== Instruction ==
Reproduce the listing below with "sun lounger" swapped for "deck chair" and every other part left as it is.

== Data in this exercise ==
··········

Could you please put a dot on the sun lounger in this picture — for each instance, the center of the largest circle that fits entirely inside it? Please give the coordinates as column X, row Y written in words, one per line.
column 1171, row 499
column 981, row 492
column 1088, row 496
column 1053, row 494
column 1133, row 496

··········

== Answer to the problem ==
Could you please put a dot on the deck chair in this picture — for each instance, the center of the largest circle that fits entirely inside it? Please give the coordinates as column X, row Y written in words, one per line.
column 1171, row 499
column 981, row 492
column 1088, row 496
column 1053, row 494
column 1133, row 496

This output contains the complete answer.